### [AUFGABENSTELLUNG]
A. Gib den Artikel über die beschnittenen Verfahrensrechte der Antragstellerin vollständig und Wort für Wort wieder.
B. Zitiere aus den Einträgen alle Zeilen vom Anfang bis einschließlich der Zeile mit „top-left (8, 308), bottom-right (42, 322)“, und nur diese.

Die Antragstellerin ist also sämtlicher ihr zustehenden Rechte beraubt: Sie kann ihren Fall nicht vortragen und erklären, sie kann bei der Zeugenvernehmung in keinem Verfahrensstadium mitwirken und Fragen stellen, sie kann nicht auf Beweisergebnisse reagieren und beispielsweise neue Beweisanträge zur Wahrheitsfindung stellen oder Beweiserörterungen vornehmen. Dazu kommt der ebenfalls für die Klägerin schwer nachteilig wirkende Umstand, dass der Antragstellerin in allen Verfahrensstadien Akteneinsicht und Aktenabschrift verwehrt sind und ihr also wichtige Beweisergebnisse bewusst vorenthalten werden, während der Internationalen Organisation wie der IAEO diese Beweisergebnisse zur Verfügung stehen und auch entscheidungswesentlich und entscheidungsbegründend sind.

### [DATENEINTRÄGE]
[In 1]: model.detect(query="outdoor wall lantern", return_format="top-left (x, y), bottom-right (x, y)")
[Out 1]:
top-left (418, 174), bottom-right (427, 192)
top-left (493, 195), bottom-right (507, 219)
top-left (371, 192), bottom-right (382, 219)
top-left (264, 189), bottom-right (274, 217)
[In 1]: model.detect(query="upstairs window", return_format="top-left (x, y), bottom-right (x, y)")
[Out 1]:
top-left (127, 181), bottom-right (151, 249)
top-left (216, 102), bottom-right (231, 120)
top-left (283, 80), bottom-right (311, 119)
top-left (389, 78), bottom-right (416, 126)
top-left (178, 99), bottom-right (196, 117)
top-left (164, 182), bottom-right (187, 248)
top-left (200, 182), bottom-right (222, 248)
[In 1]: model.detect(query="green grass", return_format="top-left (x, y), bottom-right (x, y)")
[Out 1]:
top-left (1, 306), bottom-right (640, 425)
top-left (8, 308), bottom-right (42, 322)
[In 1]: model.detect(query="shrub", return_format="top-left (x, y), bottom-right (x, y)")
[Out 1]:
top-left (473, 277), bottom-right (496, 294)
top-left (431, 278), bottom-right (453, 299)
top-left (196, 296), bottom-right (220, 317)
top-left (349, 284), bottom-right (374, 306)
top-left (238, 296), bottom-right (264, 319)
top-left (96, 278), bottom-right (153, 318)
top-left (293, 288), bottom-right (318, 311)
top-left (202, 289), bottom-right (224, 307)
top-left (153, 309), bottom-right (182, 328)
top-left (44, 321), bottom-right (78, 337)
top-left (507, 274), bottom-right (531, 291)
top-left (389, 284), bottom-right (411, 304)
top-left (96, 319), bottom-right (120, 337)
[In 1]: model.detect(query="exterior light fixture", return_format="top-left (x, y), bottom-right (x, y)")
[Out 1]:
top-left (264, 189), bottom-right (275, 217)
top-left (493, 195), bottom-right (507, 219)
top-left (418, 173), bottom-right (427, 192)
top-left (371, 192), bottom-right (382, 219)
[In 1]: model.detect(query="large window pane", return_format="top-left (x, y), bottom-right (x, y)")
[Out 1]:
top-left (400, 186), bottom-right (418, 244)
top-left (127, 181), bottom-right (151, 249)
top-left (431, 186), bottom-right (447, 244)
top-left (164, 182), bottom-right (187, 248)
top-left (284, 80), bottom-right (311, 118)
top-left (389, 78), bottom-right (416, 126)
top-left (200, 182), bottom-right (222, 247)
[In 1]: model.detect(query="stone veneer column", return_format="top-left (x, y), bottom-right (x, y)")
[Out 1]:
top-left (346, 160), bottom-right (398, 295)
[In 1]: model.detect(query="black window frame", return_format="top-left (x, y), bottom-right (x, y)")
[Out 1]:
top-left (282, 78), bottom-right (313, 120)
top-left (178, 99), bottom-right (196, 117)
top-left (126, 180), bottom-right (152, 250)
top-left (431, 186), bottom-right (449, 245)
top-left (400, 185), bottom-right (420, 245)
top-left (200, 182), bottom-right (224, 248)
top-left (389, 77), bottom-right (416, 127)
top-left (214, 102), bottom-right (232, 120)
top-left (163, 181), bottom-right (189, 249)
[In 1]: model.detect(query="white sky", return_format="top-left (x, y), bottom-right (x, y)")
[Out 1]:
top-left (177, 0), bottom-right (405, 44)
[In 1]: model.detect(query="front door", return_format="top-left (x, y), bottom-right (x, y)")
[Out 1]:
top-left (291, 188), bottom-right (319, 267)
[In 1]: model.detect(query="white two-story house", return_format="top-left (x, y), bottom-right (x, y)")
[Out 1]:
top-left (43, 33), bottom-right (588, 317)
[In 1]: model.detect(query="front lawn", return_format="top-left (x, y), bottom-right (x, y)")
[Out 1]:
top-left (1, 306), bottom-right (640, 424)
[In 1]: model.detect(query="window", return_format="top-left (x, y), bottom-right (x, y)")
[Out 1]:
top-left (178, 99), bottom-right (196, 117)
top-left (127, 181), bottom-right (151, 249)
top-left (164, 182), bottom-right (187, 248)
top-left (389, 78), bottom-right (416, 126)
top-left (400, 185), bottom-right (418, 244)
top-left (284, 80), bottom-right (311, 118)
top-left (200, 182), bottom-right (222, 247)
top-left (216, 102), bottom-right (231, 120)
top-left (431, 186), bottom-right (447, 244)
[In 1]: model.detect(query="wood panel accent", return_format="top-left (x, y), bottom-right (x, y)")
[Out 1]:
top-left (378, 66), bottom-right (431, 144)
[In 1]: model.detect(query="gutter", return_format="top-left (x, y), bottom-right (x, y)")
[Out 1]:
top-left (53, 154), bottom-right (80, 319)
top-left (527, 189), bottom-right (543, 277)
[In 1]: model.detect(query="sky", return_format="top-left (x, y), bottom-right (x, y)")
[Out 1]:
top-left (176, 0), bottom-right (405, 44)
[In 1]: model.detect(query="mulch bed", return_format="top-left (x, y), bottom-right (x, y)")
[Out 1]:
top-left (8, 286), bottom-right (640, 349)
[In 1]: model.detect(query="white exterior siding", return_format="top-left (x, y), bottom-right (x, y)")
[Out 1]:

### [LÖSUNGEN]
A.
Die Antragstellerin ist also sämtlicher ihr zustehenden Rechte beraubt: Sie kann ihren Fall nicht vortragen und erklären, sie kann bei der Zeugenvernehmung in keinem Verfahrensstadium mitwirken und Fragen stellen, sie kann nicht auf Beweisergebnisse reagieren und beispielsweise neue Beweisanträge zur Wahrheitsfindung stellen oder Beweiserörterungen vornehmen. Dazu kommt der ebenfalls für die Klägerin schwer nachteilig wirkende Umstand, dass der Antragstellerin in allen Verfahrensstadien Akteneinsicht und Aktenabschrift verwehrt sind und ihr also wichtige Beweisergebnisse bewusst vorenthalten werden, während der Internationalen Organisation wie der IAEO diese Beweisergebnisse zur Verfügung stehen und auch entscheidungswesentlich und entscheidungsbegründend sind.

B.
[In 1]: model.detect(query="outdoor wall lantern", return_format="top-left (x, y), bottom-right (x, y)")
[Out 1]:
top-left (418, 174), bottom-right (427, 192)
top-left (493, 195), bottom-right (507, 219)
top-left (371, 192), bottom-right (382, 219)
top-left (264, 189), bottom-right (274, 217)
[In 1]: model.detect(query="upstairs window", return_format="top-left (x, y), bottom-right (x, y)")
[Out 1]:
top-left (127, 181), bottom-right (151, 249)
top-left (216, 102), bottom-right (231, 120)
top-left (283, 80), bottom-right (311, 119)
top-left (389, 78), bottom-right (416, 126)
top-left (178, 99), bottom-right (196, 117)
top-left (164, 182), bottom-right (187, 248)
top-left (200, 182), bottom-right (222, 248)
[In 1]: model.detect(query="green grass", return_format="top-left (x, y), bottom-right (x, y)")
[Out 1]:
top-left (1, 306), bottom-right (640, 425)
top-left (8, 308), bottom-right (42, 322)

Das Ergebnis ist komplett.